(Given request) From the data below, pull out each line containing the string "pole" and copy it. Treat uppercase and lowercase letters as different.
┌──
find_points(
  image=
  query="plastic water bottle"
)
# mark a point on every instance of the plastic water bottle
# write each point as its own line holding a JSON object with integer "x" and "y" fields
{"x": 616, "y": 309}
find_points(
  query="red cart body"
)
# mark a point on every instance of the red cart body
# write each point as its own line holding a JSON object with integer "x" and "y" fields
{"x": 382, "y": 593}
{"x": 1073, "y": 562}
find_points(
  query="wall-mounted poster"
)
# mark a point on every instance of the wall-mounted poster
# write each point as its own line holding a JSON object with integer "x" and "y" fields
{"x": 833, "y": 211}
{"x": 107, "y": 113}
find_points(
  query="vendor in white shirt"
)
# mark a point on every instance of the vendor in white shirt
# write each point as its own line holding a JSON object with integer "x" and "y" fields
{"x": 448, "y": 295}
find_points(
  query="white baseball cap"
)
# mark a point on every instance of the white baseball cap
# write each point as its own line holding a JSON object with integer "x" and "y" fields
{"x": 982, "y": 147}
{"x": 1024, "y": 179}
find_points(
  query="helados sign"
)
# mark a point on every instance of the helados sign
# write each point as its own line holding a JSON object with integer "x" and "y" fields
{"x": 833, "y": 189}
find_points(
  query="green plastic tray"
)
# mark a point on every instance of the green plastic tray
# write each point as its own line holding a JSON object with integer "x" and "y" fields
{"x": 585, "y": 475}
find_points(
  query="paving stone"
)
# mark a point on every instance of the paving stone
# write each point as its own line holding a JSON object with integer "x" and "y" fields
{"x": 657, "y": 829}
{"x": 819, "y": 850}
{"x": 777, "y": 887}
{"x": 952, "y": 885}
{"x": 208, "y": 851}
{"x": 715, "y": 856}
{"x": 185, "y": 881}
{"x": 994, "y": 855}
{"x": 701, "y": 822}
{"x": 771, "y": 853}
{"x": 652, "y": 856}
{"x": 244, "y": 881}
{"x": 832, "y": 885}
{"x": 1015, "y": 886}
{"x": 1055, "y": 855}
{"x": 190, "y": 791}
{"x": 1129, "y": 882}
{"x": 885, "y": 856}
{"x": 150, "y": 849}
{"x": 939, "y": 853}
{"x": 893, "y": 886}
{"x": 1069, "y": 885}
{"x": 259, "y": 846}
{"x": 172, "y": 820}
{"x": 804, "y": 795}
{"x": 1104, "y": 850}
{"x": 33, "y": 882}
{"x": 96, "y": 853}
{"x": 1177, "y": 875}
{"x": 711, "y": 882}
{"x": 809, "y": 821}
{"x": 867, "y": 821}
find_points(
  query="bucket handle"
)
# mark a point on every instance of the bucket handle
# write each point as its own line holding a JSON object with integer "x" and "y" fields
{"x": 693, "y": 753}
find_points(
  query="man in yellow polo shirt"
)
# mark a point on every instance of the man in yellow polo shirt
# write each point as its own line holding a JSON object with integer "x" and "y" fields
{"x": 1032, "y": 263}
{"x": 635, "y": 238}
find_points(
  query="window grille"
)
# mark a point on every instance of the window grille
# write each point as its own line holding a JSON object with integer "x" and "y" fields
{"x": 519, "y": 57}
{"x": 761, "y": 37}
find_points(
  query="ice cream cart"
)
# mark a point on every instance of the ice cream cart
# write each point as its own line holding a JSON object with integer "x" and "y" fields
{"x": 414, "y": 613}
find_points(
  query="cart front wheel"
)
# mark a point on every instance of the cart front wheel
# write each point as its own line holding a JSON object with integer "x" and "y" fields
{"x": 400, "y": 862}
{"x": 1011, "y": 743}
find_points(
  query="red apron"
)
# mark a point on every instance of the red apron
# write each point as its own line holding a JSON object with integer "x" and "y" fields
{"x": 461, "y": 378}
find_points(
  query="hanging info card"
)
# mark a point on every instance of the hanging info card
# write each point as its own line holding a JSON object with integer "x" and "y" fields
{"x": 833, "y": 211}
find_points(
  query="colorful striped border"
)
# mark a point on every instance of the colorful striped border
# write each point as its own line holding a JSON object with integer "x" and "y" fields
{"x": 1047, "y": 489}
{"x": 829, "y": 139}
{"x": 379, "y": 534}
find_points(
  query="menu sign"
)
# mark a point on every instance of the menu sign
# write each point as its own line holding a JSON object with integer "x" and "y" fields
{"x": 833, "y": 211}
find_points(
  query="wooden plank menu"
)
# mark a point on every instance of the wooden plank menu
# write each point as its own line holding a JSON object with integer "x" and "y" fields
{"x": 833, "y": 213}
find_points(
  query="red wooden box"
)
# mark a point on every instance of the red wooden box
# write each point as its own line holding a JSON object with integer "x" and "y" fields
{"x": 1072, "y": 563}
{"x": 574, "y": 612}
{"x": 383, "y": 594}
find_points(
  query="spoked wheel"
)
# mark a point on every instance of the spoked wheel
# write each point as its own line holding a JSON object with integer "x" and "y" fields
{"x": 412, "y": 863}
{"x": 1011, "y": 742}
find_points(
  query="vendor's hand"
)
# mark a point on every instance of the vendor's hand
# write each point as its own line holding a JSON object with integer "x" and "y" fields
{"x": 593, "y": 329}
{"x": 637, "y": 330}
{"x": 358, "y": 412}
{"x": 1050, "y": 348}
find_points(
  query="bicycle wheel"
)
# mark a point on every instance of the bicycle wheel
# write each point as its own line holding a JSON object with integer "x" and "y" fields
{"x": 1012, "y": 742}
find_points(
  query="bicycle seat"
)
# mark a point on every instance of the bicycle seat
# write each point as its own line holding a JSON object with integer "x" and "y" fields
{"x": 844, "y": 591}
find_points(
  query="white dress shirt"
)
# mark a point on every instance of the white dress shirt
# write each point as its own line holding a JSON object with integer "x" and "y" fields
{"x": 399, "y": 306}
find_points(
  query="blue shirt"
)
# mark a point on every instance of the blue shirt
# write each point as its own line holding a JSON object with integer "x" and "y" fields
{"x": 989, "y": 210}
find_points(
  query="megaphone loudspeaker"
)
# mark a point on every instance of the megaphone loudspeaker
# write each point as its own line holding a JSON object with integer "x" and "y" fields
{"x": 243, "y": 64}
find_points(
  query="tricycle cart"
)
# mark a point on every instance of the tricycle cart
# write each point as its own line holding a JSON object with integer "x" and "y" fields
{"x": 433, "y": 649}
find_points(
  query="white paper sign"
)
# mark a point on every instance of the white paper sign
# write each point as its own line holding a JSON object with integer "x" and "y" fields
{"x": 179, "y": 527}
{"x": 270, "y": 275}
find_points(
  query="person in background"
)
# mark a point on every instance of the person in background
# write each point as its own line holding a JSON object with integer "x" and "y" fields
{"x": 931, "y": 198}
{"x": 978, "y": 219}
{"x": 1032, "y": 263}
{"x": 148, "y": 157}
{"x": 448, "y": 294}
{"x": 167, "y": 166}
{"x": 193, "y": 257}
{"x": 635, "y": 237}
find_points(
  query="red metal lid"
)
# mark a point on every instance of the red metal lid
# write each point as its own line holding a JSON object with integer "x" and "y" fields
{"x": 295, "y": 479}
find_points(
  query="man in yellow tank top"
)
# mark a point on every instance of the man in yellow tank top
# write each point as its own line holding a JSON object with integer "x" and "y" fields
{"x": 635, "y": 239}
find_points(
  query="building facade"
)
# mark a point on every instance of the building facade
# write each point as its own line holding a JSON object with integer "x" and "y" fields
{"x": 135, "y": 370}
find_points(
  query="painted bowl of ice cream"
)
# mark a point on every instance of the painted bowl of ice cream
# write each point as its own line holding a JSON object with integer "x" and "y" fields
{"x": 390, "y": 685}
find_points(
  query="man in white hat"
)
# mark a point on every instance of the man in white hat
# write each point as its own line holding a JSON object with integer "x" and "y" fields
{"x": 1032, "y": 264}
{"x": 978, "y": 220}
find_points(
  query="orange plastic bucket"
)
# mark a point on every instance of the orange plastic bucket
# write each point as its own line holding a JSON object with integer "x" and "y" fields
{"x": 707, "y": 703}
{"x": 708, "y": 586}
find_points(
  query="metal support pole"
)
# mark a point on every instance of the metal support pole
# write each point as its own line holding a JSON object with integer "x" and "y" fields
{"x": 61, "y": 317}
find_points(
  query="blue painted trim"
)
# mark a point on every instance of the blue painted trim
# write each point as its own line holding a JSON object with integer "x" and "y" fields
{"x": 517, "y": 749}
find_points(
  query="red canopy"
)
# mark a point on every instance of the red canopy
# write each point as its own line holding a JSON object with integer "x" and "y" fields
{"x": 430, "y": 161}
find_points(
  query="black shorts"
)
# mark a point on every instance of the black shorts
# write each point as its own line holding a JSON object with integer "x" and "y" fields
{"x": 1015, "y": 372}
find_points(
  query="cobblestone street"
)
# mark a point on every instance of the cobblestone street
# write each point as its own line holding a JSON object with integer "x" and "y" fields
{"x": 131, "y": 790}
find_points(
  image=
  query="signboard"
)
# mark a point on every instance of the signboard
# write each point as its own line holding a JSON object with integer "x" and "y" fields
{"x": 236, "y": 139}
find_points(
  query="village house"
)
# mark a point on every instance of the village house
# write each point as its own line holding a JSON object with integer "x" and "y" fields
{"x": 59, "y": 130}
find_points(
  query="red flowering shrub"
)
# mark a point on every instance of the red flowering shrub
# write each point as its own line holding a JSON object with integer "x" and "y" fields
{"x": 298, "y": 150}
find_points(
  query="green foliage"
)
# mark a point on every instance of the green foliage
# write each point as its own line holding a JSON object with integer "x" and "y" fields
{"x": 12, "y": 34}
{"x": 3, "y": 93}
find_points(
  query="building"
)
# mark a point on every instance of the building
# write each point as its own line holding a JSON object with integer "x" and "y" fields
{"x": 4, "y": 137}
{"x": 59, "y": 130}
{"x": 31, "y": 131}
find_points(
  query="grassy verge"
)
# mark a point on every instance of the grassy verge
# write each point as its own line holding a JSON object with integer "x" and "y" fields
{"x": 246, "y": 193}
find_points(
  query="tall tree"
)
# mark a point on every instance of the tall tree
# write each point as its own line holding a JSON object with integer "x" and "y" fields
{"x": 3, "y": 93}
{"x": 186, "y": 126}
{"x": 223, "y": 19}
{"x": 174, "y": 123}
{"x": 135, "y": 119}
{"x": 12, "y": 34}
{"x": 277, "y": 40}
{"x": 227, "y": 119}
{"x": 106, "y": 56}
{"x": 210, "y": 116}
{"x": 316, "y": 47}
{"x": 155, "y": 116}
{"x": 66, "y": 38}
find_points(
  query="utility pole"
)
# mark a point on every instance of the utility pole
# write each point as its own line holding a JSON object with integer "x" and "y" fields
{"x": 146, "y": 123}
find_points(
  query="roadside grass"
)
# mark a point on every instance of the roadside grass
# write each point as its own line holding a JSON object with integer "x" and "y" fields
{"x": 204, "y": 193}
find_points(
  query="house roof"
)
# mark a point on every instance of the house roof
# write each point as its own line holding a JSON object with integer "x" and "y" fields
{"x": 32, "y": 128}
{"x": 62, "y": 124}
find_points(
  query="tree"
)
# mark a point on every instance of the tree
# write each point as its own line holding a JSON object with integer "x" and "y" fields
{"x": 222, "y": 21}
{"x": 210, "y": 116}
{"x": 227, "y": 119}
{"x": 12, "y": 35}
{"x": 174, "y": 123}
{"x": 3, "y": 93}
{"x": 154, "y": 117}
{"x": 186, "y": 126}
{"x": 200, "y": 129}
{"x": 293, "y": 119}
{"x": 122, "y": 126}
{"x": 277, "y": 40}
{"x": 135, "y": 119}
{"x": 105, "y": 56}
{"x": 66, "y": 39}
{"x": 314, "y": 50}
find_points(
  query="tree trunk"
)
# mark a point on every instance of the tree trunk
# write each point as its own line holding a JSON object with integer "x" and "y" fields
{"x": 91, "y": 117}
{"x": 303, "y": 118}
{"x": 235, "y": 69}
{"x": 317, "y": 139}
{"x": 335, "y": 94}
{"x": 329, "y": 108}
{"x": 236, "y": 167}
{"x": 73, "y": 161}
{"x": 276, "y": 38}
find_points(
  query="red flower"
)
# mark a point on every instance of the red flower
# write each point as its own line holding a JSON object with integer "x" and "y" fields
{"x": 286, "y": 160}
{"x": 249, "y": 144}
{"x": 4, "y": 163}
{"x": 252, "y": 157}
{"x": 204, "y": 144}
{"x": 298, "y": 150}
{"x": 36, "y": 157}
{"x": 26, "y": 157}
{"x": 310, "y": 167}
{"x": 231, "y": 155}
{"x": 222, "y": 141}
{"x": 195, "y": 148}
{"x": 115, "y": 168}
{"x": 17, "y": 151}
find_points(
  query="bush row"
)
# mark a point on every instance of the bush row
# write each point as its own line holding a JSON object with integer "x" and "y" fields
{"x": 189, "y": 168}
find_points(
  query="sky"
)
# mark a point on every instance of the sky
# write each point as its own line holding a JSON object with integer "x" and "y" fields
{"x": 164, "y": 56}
└──
(Worked answer)
  query="metal support pole"
# mark a point on every instance of the metal support pole
  query="utility pole"
# mark a point on every instance of the utility pole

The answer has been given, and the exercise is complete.